= What you should do =
Word for word, return every record that follows.

= Data to process =
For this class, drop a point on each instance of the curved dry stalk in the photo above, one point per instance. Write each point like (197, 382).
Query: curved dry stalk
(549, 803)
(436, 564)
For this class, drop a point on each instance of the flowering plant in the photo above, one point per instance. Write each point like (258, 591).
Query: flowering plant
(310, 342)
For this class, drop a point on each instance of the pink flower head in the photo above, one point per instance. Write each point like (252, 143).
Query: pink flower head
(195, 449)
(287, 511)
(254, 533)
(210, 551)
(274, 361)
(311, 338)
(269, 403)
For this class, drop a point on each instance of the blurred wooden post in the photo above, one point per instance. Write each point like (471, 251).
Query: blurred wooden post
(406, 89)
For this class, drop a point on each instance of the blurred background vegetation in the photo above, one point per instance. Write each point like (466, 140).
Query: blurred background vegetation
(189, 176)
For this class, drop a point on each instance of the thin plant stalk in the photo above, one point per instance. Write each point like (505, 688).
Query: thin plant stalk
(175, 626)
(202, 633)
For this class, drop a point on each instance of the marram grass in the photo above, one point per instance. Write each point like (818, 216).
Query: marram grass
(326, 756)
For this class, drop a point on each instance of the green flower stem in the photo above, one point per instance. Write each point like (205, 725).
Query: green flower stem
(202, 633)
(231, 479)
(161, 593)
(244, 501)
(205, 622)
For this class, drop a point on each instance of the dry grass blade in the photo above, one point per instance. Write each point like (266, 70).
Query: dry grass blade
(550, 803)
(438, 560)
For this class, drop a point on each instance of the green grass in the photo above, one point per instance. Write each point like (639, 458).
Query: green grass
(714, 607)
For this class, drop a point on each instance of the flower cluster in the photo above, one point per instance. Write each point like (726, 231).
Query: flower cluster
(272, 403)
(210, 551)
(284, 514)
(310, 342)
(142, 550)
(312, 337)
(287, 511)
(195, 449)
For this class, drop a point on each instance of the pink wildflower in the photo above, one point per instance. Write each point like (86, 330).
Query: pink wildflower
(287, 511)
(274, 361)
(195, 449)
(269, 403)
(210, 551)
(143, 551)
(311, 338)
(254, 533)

= Problem solution =
For this class, drop a point on each instance of the curved dry stalk in the photo above, one point per instance. Write each point like (197, 382).
Query: curved dry stalk
(549, 803)
(436, 564)
For this class, drop a point on each instance of the flowering plant in the photo above, one point per instance. Write each point like (258, 591).
Query: flowering plant
(310, 342)
For this class, drop a point on each instance of the pink flower head in the photo above, one point per instance. Write each point like (252, 143).
Query: pink flower head
(195, 449)
(287, 511)
(254, 533)
(210, 551)
(274, 361)
(311, 338)
(269, 403)
For this class, drop a point on each instance of the blurred wooden post in the photo above, one point per instance. Write each point like (471, 251).
Query: blurred wooden post
(406, 89)
For this class, drop a point on each instance of the blurred background vegetation in the photo above, one point per instance. Write each point like (466, 140).
Query: blurred background vegetation
(189, 176)
For this class, drop a point on each instance of the thin plant stalk in the photo above, one point per instance. Write each point like (505, 688).
Query: thin plant stalk
(175, 626)
(202, 633)
For this class, drop a point on each instance of the marram grass in the photo above, one point per instance. Write each point like (818, 216).
Query: marram grass
(326, 756)
For this class, drop a point on each instance of the green flower stem in the photo above, one point per instance. Write each point like (205, 725).
Query: green flower stem
(202, 633)
(231, 479)
(161, 593)
(244, 501)
(205, 622)
For this class, drop a point on each instance of the dry grass blade in the photo above, one point per instance. Write each point like (266, 70).
Query: dry grass blade
(550, 803)
(438, 560)
For this class, drop a point on each instance of the green grass in the photo above, one point per instance. Write each point like (639, 458).
Query: green grass
(714, 607)
For this class, drop a point on each instance of the flower cluster in the photo above, one point per instance. Write each point like (726, 231).
Query: flower cluster
(272, 403)
(210, 551)
(284, 514)
(310, 342)
(142, 550)
(312, 337)
(287, 511)
(195, 449)
For this class, drop a point on each instance of the pink wildflower in the photo above, one point per instance. Write each point like (86, 330).
Query: pink wildflower
(287, 511)
(274, 361)
(195, 449)
(269, 403)
(210, 551)
(143, 551)
(311, 338)
(254, 533)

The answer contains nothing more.